***** Data supplied *****

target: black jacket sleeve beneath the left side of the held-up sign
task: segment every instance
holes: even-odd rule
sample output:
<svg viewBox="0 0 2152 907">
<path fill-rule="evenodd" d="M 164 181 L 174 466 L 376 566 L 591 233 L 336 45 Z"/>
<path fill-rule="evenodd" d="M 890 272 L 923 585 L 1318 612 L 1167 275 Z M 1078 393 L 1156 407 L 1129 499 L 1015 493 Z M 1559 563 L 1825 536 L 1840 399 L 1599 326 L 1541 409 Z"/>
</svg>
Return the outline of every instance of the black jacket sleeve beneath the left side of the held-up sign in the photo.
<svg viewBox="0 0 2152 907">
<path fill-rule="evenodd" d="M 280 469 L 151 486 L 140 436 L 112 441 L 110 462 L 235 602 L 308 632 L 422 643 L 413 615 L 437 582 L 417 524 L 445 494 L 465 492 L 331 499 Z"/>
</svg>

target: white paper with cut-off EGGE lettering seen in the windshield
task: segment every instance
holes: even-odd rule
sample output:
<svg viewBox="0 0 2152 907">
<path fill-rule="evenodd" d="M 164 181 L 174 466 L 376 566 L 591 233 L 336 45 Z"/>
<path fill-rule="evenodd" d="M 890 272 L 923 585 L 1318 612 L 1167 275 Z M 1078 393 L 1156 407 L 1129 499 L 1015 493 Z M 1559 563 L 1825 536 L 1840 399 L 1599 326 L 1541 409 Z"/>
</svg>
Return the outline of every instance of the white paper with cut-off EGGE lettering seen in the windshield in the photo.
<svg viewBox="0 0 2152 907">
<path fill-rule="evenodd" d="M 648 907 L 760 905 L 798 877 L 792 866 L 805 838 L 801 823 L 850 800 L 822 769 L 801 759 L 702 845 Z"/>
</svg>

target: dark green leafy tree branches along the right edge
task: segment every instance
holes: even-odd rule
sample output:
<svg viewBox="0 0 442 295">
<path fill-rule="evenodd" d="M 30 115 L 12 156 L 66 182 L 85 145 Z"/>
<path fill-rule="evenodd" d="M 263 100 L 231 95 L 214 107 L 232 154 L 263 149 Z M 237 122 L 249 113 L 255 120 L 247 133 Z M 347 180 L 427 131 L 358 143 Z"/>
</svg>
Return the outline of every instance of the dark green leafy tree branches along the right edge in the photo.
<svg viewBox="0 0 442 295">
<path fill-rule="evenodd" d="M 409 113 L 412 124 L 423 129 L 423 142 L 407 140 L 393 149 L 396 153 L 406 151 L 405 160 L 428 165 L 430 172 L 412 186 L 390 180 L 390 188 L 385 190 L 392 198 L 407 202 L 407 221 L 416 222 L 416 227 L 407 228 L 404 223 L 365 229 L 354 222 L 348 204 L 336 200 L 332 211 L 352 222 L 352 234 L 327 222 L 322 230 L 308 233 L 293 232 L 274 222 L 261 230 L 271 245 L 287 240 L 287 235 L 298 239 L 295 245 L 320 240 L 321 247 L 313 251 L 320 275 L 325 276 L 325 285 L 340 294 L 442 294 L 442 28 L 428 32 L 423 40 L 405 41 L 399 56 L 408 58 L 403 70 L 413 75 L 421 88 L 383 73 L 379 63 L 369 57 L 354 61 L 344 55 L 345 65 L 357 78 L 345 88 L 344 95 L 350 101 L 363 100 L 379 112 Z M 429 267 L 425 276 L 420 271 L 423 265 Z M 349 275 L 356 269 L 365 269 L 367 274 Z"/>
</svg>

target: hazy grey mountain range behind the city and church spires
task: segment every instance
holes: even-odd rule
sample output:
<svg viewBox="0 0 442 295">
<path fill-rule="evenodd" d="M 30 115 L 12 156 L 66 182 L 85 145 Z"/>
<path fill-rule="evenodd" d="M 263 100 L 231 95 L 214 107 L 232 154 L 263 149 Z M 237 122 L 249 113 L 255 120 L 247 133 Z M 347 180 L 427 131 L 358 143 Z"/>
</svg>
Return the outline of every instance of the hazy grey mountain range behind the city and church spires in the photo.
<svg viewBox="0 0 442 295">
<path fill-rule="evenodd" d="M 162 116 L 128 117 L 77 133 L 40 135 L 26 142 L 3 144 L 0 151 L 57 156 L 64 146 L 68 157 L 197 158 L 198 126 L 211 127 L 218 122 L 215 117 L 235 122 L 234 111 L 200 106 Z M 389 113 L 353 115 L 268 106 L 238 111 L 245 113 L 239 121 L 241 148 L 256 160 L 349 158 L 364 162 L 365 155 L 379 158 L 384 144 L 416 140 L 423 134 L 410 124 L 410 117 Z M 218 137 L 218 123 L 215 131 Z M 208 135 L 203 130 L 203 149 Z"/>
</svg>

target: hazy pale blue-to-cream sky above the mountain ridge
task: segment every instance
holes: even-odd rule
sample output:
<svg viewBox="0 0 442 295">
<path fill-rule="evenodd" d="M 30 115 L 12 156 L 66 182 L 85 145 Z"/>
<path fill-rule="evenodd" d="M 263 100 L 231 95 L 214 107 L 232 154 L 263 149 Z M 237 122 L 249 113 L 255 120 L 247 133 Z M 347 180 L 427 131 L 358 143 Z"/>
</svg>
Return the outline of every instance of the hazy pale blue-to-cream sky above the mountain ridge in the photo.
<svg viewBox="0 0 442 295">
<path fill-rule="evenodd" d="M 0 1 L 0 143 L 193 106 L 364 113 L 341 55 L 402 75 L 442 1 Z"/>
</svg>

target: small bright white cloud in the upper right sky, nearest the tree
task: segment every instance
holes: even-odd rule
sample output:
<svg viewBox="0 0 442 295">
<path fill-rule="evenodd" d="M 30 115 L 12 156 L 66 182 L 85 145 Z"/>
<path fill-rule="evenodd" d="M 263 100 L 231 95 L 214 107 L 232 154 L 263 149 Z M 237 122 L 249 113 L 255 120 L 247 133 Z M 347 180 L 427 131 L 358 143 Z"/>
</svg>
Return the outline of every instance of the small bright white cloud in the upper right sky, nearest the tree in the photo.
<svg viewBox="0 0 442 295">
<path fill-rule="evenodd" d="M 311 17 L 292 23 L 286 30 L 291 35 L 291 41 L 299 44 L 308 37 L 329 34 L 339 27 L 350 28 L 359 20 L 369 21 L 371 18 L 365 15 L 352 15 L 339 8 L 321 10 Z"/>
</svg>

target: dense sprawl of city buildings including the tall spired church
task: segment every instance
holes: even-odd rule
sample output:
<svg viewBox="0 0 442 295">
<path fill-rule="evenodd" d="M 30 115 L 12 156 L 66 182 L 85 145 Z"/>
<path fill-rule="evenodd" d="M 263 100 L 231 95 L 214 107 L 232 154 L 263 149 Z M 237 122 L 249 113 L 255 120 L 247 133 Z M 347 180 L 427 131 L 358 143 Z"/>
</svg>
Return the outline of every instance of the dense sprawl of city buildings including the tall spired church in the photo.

*****

▸ **Instructions to follow**
Search the data above for the word "dense", then gather each line in which it appears.

▸ **Answer section**
target: dense sprawl of city buildings including the tall spired church
Return the outline of every instance of the dense sprawl of city buildings including the tall spired church in the photo.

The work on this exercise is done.